» What to do: Go to the line with "x=225, y=416" in the entries below and write out every line from there through the line with "x=621, y=81", exactly and without pictures.

(Point localization data)

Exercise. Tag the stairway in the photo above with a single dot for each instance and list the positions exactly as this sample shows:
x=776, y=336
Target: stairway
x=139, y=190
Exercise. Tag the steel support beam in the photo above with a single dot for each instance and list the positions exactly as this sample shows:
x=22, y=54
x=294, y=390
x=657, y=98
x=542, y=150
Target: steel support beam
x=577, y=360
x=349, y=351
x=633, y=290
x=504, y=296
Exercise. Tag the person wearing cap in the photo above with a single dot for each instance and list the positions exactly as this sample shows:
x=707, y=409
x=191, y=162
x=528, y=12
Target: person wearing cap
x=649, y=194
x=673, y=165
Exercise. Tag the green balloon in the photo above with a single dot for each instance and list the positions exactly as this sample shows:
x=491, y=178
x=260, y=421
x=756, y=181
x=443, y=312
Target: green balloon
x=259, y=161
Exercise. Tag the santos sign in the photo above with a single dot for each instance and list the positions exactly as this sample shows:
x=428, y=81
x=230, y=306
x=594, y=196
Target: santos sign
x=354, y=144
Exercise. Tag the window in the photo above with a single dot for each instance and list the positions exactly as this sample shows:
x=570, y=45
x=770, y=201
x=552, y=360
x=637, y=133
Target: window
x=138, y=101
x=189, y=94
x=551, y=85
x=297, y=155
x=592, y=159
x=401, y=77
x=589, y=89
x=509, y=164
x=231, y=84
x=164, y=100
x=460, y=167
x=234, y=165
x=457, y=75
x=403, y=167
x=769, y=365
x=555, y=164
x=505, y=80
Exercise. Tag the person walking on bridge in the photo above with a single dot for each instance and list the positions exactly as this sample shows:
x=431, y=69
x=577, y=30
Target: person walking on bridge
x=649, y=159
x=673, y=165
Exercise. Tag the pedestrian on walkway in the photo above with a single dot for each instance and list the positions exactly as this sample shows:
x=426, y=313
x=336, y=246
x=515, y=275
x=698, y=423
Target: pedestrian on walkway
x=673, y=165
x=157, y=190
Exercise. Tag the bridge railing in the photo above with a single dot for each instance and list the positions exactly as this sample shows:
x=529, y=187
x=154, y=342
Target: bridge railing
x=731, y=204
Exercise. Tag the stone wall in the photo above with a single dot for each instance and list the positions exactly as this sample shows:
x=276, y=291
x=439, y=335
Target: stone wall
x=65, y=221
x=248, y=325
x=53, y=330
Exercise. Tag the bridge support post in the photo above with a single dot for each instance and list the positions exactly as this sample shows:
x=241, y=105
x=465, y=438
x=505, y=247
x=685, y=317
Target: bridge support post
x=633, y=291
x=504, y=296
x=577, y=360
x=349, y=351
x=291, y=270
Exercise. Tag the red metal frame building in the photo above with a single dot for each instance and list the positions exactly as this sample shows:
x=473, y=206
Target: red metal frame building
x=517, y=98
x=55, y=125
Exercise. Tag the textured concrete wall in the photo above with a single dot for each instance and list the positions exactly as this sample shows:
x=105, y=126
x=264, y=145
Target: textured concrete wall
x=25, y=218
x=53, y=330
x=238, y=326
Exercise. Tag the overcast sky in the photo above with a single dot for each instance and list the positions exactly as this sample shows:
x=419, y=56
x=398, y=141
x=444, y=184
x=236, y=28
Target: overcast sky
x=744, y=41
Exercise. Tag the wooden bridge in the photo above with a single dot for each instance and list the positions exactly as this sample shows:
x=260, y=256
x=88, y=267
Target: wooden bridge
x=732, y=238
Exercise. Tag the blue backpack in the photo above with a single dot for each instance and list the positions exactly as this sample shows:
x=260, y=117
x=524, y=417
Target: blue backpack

==

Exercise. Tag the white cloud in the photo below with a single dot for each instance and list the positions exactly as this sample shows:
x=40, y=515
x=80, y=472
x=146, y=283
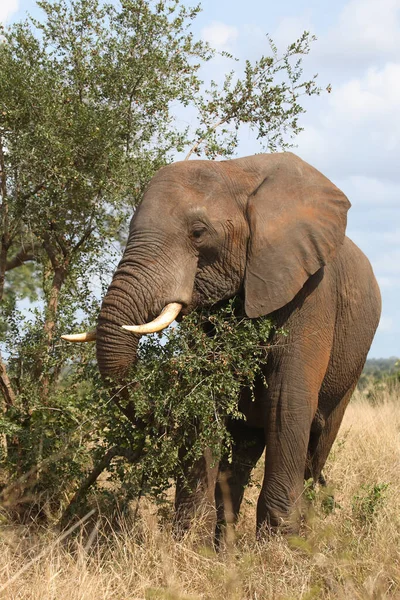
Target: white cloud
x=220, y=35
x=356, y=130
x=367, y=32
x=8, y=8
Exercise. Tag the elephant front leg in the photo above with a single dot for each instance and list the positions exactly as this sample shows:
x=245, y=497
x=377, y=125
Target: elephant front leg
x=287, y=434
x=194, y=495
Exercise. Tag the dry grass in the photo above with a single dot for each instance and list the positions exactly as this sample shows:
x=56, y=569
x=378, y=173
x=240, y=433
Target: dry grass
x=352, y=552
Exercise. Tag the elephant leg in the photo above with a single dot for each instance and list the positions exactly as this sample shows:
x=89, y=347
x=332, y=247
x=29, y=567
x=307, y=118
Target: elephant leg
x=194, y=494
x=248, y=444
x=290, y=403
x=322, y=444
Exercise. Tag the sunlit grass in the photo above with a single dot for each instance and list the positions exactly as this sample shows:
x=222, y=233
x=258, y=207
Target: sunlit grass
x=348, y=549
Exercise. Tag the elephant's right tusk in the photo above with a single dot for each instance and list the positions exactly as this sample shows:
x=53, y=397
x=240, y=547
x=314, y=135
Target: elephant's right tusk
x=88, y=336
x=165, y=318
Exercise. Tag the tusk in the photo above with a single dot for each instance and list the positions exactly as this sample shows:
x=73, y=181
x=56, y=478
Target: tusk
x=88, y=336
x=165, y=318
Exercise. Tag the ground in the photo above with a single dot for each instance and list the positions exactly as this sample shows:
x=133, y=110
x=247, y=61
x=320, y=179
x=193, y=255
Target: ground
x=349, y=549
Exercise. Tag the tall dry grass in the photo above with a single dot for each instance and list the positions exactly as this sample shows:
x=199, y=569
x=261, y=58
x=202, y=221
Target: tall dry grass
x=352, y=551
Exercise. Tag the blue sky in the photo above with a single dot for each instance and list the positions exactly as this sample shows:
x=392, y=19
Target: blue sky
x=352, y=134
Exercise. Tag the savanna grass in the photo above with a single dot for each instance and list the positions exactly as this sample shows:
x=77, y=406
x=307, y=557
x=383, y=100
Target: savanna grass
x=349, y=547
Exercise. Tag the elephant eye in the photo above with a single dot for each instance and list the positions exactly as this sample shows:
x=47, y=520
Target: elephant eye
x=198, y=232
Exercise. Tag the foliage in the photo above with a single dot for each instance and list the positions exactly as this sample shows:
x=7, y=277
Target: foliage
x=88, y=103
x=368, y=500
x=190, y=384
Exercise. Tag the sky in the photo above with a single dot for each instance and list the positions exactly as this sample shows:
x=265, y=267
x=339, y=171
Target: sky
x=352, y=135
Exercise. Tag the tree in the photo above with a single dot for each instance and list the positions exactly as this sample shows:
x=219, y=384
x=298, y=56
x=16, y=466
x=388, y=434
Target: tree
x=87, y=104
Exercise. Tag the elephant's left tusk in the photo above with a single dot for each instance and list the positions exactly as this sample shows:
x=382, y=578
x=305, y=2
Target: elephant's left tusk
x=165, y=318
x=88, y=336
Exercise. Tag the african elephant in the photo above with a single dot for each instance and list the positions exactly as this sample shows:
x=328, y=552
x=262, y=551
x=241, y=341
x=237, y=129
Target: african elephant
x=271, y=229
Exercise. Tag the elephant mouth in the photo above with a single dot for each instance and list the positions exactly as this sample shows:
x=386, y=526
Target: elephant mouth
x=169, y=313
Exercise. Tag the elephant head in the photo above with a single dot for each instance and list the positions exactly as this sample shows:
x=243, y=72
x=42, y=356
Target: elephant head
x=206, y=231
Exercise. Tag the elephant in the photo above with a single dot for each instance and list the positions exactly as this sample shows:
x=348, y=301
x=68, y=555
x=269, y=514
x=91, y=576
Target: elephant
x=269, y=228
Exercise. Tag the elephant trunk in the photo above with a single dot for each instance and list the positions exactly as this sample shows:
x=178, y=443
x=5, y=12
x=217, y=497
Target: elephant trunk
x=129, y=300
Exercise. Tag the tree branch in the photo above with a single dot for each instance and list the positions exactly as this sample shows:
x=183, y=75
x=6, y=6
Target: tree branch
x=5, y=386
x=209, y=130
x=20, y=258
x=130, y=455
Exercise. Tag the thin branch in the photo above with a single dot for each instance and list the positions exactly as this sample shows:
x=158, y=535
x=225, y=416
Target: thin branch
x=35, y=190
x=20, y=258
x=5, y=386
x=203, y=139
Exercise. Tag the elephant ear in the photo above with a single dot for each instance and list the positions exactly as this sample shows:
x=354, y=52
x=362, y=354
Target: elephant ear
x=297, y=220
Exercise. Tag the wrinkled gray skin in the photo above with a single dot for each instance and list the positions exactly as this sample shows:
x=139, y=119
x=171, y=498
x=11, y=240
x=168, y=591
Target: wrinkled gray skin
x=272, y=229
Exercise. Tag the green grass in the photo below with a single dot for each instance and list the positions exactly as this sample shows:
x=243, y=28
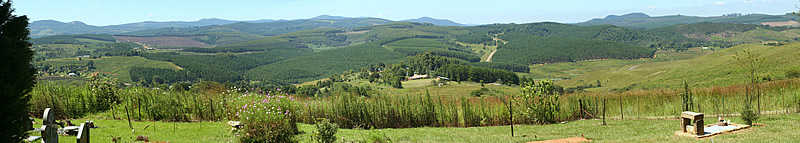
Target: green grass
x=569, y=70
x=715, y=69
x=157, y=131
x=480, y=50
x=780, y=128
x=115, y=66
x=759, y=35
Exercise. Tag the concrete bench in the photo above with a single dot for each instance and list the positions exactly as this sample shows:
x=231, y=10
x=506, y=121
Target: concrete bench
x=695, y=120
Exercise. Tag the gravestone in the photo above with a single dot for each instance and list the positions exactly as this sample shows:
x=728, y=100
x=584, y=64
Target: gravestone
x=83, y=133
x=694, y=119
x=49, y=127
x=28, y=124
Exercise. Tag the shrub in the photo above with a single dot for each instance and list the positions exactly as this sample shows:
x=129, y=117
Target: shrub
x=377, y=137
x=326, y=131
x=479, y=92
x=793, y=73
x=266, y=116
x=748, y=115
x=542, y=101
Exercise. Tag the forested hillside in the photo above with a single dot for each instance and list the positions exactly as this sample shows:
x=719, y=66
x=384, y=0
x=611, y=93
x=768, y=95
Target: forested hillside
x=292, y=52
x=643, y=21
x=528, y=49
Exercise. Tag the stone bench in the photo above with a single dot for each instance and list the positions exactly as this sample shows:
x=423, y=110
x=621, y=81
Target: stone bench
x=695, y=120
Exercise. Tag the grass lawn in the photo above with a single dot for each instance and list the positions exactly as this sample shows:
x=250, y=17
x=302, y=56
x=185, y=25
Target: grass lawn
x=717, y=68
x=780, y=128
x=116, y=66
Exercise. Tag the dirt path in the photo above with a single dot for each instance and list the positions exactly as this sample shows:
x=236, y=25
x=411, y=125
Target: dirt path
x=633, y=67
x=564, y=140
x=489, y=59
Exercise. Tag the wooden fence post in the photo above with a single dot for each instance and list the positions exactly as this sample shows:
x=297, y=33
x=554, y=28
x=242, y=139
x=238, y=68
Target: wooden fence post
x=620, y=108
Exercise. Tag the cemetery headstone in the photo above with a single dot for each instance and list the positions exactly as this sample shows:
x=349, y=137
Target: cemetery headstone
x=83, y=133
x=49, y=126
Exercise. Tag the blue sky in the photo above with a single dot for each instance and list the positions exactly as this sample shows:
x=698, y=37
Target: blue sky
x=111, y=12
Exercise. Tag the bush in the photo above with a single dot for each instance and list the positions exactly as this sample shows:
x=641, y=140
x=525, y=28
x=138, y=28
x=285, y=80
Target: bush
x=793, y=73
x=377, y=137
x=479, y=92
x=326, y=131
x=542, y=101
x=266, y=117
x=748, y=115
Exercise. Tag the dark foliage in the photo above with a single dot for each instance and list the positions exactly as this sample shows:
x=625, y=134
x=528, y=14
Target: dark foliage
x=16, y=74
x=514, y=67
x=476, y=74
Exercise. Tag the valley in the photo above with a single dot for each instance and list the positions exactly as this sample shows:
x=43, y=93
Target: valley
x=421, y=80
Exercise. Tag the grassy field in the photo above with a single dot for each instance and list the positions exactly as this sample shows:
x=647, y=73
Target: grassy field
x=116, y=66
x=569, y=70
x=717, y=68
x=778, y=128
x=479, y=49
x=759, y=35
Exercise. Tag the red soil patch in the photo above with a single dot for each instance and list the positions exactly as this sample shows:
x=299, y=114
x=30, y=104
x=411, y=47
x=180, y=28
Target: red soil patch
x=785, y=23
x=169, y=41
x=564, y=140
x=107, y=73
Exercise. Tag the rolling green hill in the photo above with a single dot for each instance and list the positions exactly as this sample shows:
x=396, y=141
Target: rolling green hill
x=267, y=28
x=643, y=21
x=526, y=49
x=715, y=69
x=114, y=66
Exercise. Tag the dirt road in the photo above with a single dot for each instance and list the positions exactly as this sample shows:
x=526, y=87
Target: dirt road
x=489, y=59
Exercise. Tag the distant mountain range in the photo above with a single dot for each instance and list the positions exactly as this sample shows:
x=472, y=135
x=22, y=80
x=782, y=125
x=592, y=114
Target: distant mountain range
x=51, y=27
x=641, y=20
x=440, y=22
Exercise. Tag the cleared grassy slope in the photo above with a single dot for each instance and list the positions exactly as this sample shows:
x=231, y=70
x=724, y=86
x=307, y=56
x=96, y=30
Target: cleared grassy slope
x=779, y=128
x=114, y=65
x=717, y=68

» Task answer:
x=225, y=416
Target: thin branch
x=35, y=190
x=20, y=258
x=5, y=386
x=203, y=139
Exercise. Tag the elephant ear in the photo above with a single dot for each instance and list the positions exactly as this sample shows:
x=354, y=52
x=362, y=354
Target: elephant ear
x=297, y=220
Exercise. Tag the wrinkled gray skin in the photo above with a single dot for each instance and list the positions exactly as this sample shows:
x=139, y=119
x=171, y=498
x=11, y=240
x=168, y=591
Target: wrinkled gray skin
x=272, y=229
Exercise. Tag the green grass in the photo below with a single dot for each instance and list the positions exactly as this sample shows:
x=243, y=28
Target: green grass
x=569, y=70
x=715, y=69
x=157, y=131
x=480, y=50
x=780, y=128
x=115, y=66
x=759, y=35
Exercise. Tag the concrete bench in the photo above with a single dot for each instance and list the positions exactly as this sample shows:
x=231, y=10
x=506, y=121
Target: concrete bench
x=695, y=120
Exercise. Tag the gravestone in the photo above with a single dot for each instance and list the positions exactly as this sample shows:
x=728, y=100
x=584, y=64
Target: gravestone
x=83, y=133
x=694, y=119
x=49, y=127
x=28, y=124
Exercise. Tag the shrub in the photo above with a single dot for each instance and list the positions exactly as this sample shows:
x=129, y=117
Target: shrub
x=377, y=137
x=326, y=131
x=479, y=92
x=793, y=73
x=266, y=116
x=748, y=115
x=542, y=101
Exercise. Tag the forested hillside in the photo above with a single dot for each instance and list the positions exactly as this sample shows:
x=719, y=66
x=384, y=0
x=611, y=93
x=768, y=95
Target: forested hillside
x=292, y=52
x=643, y=21
x=528, y=49
Exercise. Tag the stone bench in the photo above with a single dot for each instance and list the positions exactly as this sample shows:
x=423, y=110
x=621, y=81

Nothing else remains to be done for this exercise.